Study text:
We next postulated that expression of Tsp-1 in recruited Gr1⁺ myeloid cells in the lungs could generate a metastasis-refractory environment. To test the significance of bone marrow–derived Tsp-1 in modulating metastasis, we generated Tsp-1 deficiency in the bone marrow. Specifically, we harvested bone marrow cells from Tsp-1^−/− mice and transplanted these cells into irradiated syngeneic WT mice to generate a cohort of Tsp-1^−/− BMT mice. As controls, bone marrow from WT mice was transplanted into irradiated WT mice to generate a cohort of WT BMT control mice. As expected of a successful BMT and engraftment of recipient mice with donor bone marrow, Western blot and RT-PCR analysis of peripheral blood leukocytes from Tsp-1^−/− BMT mice showed undetectable Tsp-1 protein levels and low mRNA levels compared with WT BMT controls (Supplementary Figs. S5A and S5B).

We then sought to determine the impact on metastasis of bone marrow–derived Tsp-1 in the lung microenvironment. As such, we examined the ability of Lewis lung carcinoma cells (LLC) to colonize the lungs of mice that received a bone marrow transfer from WT mice or Tsp-1^−/− mice. Specifically, we injected LLC cells stably expressing the firefly luciferase gene (LLC-luc) (2, 14) via tail vein and monitored lung metastases. Strikingly, we observed accelerated metastases in Tsp-1^−/− BMT mice compared with WT BMT mice (Fig. 3A and B). Western blot analysis of the total lung lysates showed complete absence of Tsp-1 in the lungs of Tsp-1^−/− BMT mice (Fig. 3C), indicating that in a metastatic setting the bone marrow–derived cells are the main source of Tsp-1 in the lung parenchyma. Moreover, as expected, in Tsp-1^−/− BMT mice, the Gr1⁺ cells were devoid of Tsp-1 expression (Supplementary Fig. S6). Importantly, Tsp-1 deficiency in the bone marrow cells in Tsp-1^−/− BMT mice did not perturb the recruitment of Gr1⁺ cells in the lung microenvironment compared with WT BMT mice (Supplementary Fig. S6), nor did the lack of Tsp-1 perturb the biogenesis of other bone marrow hematopoietic cells (Supplementary Fig. S5C). To exclude the possibility that enhanced metastasis was due to differential tumor cell seeding in the lung parenchyma of Tsp-1^−/− BMT mice, we conducted a seeding experiment. We found, via a time course evaluation of the lungs following administration of tumor cells, that seeding efficiency was comparable in the lungs of BMT mice regardless of the donor source (Supplementary Fig. S7).

Provided information:
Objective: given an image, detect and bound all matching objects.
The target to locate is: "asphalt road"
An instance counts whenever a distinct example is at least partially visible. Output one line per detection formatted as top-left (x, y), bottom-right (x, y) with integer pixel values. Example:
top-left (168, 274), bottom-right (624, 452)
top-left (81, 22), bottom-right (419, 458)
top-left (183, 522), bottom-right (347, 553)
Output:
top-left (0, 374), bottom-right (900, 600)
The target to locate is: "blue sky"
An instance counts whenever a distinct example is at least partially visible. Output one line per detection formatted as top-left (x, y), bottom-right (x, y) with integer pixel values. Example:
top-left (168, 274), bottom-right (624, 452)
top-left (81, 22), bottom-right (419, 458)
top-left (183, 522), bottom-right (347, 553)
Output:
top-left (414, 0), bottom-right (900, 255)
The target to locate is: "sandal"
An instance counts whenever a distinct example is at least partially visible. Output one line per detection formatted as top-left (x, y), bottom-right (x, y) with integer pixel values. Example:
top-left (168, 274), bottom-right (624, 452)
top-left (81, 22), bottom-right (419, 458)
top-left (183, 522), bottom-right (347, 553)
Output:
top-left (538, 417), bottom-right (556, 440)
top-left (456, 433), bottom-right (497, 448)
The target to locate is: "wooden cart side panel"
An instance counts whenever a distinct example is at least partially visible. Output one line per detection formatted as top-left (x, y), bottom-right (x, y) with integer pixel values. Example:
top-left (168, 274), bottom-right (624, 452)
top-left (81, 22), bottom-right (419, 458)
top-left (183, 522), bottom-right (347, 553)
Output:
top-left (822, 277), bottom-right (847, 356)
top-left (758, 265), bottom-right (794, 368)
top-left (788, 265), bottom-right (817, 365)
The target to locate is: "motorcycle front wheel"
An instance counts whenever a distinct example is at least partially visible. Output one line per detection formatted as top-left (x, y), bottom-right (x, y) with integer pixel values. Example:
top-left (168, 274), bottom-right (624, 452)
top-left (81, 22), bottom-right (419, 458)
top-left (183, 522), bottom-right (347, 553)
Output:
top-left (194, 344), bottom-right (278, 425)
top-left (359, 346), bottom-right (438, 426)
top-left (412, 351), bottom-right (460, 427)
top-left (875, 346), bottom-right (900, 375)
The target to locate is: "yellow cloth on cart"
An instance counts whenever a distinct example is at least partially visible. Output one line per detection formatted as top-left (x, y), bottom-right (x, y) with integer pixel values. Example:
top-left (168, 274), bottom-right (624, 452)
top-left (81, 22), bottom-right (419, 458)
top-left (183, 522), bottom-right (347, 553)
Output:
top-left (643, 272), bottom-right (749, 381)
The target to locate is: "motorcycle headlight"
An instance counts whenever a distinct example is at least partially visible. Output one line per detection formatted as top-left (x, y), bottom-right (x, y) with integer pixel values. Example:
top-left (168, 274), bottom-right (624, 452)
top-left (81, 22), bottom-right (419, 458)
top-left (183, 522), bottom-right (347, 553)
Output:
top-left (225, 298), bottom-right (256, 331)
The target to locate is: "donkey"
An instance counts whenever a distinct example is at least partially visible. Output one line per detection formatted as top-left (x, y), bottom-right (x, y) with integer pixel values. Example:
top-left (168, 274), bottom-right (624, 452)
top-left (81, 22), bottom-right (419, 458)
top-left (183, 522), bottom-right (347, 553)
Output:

Problem: In the text on bone marrow–derived Tsp-1, what did Western blot analysis of total lung lysates show for Tsp-1^−/− BMT mice?

Solution: It showed a complete absence of Tsp-1 in the lungs of Tsp-1^−/− BMT mice.